TASK DIRECTIONS> For this exercise, report every line of the material that includes "coneflower".

+-------+

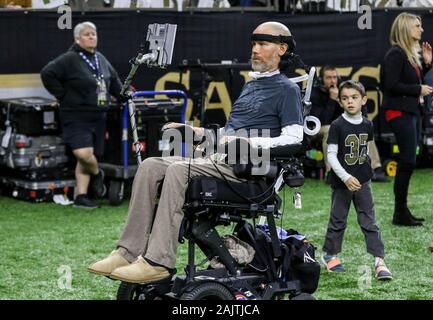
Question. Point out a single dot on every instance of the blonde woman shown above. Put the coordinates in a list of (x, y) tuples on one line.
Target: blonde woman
[(402, 80)]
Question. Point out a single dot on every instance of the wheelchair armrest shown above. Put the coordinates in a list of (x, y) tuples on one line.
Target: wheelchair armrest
[(183, 134)]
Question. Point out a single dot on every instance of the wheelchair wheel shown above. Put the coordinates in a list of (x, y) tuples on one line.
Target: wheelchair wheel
[(208, 291), (116, 192), (303, 296)]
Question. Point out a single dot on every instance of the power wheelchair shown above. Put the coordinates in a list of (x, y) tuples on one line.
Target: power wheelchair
[(211, 202)]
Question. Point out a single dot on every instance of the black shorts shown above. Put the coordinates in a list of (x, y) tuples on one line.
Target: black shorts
[(86, 131)]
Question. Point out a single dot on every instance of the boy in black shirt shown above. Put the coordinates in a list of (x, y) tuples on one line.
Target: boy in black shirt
[(350, 180)]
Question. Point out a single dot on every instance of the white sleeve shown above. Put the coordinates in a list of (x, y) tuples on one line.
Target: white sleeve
[(291, 134), (335, 164)]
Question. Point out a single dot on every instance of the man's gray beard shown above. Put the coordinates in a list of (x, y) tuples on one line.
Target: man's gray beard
[(259, 67)]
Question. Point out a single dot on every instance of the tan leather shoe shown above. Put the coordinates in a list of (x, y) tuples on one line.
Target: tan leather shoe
[(105, 266), (140, 271)]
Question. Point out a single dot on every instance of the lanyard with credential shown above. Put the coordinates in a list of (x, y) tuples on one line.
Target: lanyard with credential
[(101, 90), (94, 68)]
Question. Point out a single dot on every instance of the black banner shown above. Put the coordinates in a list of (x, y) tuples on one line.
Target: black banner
[(32, 38)]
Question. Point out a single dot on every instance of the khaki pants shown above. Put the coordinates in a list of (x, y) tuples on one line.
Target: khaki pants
[(151, 234), (372, 149)]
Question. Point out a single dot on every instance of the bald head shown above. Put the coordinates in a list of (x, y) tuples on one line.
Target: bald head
[(267, 52), (273, 28)]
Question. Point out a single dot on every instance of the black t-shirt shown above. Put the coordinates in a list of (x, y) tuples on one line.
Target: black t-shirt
[(267, 103), (352, 140)]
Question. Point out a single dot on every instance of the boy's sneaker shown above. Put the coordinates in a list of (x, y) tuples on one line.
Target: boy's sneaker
[(83, 202), (381, 271), (98, 187), (332, 263)]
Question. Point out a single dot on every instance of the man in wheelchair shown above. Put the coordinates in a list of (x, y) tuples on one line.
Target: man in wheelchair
[(146, 250)]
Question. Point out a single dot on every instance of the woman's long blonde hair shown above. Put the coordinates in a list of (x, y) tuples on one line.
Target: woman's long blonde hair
[(401, 36)]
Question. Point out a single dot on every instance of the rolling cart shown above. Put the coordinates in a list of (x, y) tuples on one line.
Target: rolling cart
[(154, 115)]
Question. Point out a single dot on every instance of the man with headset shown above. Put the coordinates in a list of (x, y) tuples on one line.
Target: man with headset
[(146, 250), (326, 107)]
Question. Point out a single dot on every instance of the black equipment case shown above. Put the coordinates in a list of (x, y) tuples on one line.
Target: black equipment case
[(151, 115), (37, 191), (30, 116), (33, 153)]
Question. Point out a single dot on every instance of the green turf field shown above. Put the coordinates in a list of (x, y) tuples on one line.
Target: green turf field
[(42, 244)]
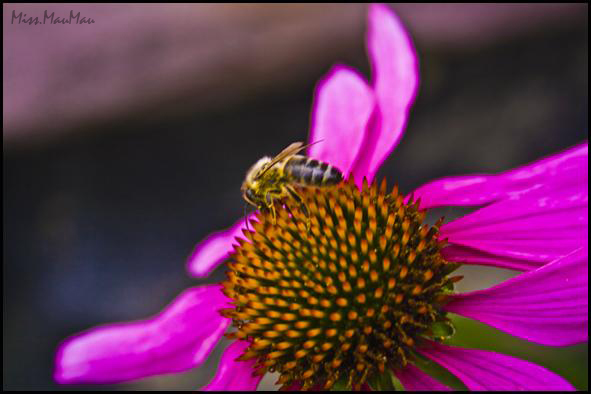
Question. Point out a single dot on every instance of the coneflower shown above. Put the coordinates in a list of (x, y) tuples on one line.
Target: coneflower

+-------+

TASK RESPONSE>
Question. Point out a single dot on every instance of the coneflower shown above. Put the coordinates in a list of (x, y) tuples on one line.
Target: coneflower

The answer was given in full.